- _Extracted text_:

Attention must now for a brief space be directed to the country of Sinde or Scinde; not so much for the purpose of narrating the progress of mutiny there, as to shew how it happened that there were few materials out of which mutiny could arise.

Sinde is the region which bounds the lower course of the river Indus, also called Sinde. The name is supposed to have had the same origin as Sindhi or Hindi, connected with the great Hindoo race. When the Indus has passed out of the Punjaub at its lower apex, it enters Sinde, through which it flows to the ocean, which bounds Sinde on the south; east is Rajpootana, and west Beloochistan. The area of Sinde is about equal to that of England without Wales. The coast is washed by the Indian Ocean for a distance of about a hundred and fifty miles; being, with very few exceptions, little other than a series of mud-banks deposited by the Indus, or low sand-hills blown in from the sea-beach. So low is most of the shore, that a wide expanse of country is overflowed at each high tide; it is a dreary swamp, scarcely observable from shipboard three or four miles out at sea. The mouths of the Indus are numerous, but so shallow that only one of them admits ships of any considerable burden; and even that one is subject to so many fluctuations in depth and in weather, that sea-going vessels scarcely enter it at all. Kurachee, the only port in Sinde, is a considerable distance west of all these mouths; and the mercantile world looks forward with much solicitude to the time when a railway will be formed from this port to Hydrabad, a city placed at the head of the delta of the Indus. This delta, in natural features, resembles that of the Nile rather than that of the Ganges, being nearly destitute of timber. On each side of the Indus, for a breadth varying from two to twelve miles, is a flat alluvial tract, in most places extremely fertile. Many parts of Sinde are little better than desert; such as the Pât, between Shikarpore and the Bolan Pass, and the Thur, nearer to the river. In general, it may be said that no part of Sinde is fertile except where the Indus irrigates it; for there is little either of rain or dew, and the climate is intensely hot. Camels are largely reared in Sinde; and the Sindians have abundant reason to value this animal. It is to him a beast of burden; its milk is a favourite article of diet; its hair is woven into coarse cloth; and it renders him service in many other ways.

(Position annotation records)

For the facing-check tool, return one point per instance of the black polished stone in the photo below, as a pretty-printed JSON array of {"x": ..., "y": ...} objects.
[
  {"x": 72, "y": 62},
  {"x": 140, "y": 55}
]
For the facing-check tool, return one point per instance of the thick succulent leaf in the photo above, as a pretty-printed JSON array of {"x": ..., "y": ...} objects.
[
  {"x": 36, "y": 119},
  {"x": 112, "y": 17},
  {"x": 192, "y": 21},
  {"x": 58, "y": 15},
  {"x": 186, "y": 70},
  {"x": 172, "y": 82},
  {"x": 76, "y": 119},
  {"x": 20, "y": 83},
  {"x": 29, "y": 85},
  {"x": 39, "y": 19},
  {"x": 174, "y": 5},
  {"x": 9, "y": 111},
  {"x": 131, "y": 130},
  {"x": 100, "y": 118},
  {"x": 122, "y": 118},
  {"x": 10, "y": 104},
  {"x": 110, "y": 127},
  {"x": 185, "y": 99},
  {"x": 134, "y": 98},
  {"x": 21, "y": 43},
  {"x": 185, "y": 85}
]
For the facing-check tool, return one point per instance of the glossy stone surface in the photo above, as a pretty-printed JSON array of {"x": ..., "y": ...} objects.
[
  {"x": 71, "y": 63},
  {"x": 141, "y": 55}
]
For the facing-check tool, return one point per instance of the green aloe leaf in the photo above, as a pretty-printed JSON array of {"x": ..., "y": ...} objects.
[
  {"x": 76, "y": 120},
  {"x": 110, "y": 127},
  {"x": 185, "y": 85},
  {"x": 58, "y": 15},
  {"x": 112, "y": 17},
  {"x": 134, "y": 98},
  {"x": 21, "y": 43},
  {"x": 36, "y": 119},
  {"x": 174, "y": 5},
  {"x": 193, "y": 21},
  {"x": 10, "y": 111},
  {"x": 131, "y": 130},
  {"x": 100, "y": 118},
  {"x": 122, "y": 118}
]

- _Required tasks_:
• A. According to the passage on Sinde, which city is the only port in Sinde?
• B. Pull out every line of the records that contains the word "point". Case counts.

- _Results by task_:
• A. Kurachee

• B.
For the facing-check tool, return one point per instance of the black polished stone in the photo below, as a pretty-printed JSON array of {"x": ..., "y": ...} objects.
For the facing-check tool, return one point per instance of the thick succulent leaf in the photo above, as a pretty-printed JSON array of {"x": ..., "y": ...} objects.
For the facing-check tool, return one point per instance of the glossy stone surface in the photo above, as a pretty-printed JSON array of {"x": ..., "y": ...} objects.
For the facing-check tool, return one point per instance of the green aloe leaf in the photo above, as a pretty-printed JSON array of {"x": ..., "y": ...} objects.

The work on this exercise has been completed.